▸ Extrait choisi
Il faisait sombre ; ils cheminèrent le long d'un bois. Hors du chemin,
devant le bois, je vis une méchante cabane. A peu de distance on avait
suspendu à un arbre une lanterne qu'on pouvait voir de très
loin, et qui était destinée à attirer les voyageurs.
Le chemin était très difficile et coupé ça et
là par des fossés. Il y avait aussi des fossés autour
de la cabane, et sur les parties du chemin où l'on pouvait passer,
étaient tendus des fils cachés, qui correspondaient à
des sonnettes placées dans la cabane. Les voleurs qui y habitaient
étaient ainsi avertis de la présence des voyageurs et venaient
les dépouiller. Cette cabane de voleurs n'était pas toujours
à la même place, elle était mobile, et ses habitants la
transportaient ailleurs, suivant les circonstances.
Quand la sainte Famille s'approcha de la lanterne, je la vis entourée
du chef des voleurs et de cinq de ses compagnons. Ils avaient d'abord de mauvaises
intentions ; mais je vis partir de l'Enfant-Jésus un rayon de lumière,
qui toucha comme un trait le coeur du chef, lequel ordonna à ses gens
de ne pas faire de mal aux saints voyageurs. La sainte Vierge vit aussi ce
rayon arriver au coeur du brigand, comme elle le raconta à la prophétesse
Anne après son retour.
Ce détail est mentionné ici parce que nous rapportons cet événement,
ainsi que beaucoup d'autres choses relatives à la fuite en Egypte,
d'après les conversations du vieil Essénien Eliud, qui accompagna
Jésus lorsqu'il alla de Nazareth au lieu où saint Jean baptisait.
Il raconta que la prophétesse Anne lui avait dit avoir appris cette
circonstance de la bouche de la sainte Vierge.

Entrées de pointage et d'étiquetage
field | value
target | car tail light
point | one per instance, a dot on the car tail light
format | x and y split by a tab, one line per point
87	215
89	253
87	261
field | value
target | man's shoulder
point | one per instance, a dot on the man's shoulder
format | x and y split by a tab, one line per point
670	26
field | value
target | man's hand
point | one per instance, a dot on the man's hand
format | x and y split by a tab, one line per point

▸ Consigne
Recopiez en entier, sans rien modifier, le passage ci-dessus sur la cabane des voleurs.

▸ Réponse
Il faisait sombre ; ils cheminèrent le long d'un bois. Hors du chemin,
devant le bois, je vis une méchante cabane. A peu de distance on avait
suspendu à un arbre une lanterne qu'on pouvait voir de très
loin, et qui était destinée à attirer les voyageurs.
Le chemin était très difficile et coupé ça et
là par des fossés. Il y avait aussi des fossés autour
de la cabane, et sur les parties du chemin où l'on pouvait passer,
étaient tendus des fils cachés, qui correspondaient à
des sonnettes placées dans la cabane. Les voleurs qui y habitaient
étaient ainsi avertis de la présence des voyageurs et venaient
les dépouiller. Cette cabane de voleurs n'était pas toujours
à la même place, elle était mobile, et ses habitants la
transportaient ailleurs, suivant les circonstances.
Quand la sainte Famille s'approcha de la lanterne, je la vis entourée
du chef des voleurs et de cinq de ses compagnons. Ils avaient d'abord de mauvaises
intentions ; mais je vis partir de l'Enfant-Jésus un rayon de lumière,
qui toucha comme un trait le coeur du chef, lequel ordonna à ses gens
de ne pas faire de mal aux saints voyageurs. La sainte Vierge vit aussi ce
rayon arriver au coeur du brigand, comme elle le raconta à la prophétesse
Anne après son retour.
Ce détail est mentionné ici parce que nous rapportons cet événement,
ainsi que beaucoup d'autres choses relatives à la fuite en Egypte,
d'après les conversations du vieil Essénien Eliud, qui accompagna
Jésus lorsqu'il alla de Nazareth au lieu où saint Jean baptisait.
Il raconta que la prophétesse Anne lui avait dit avoir appris cette
circonstance de la bouche de la sainte Vierge.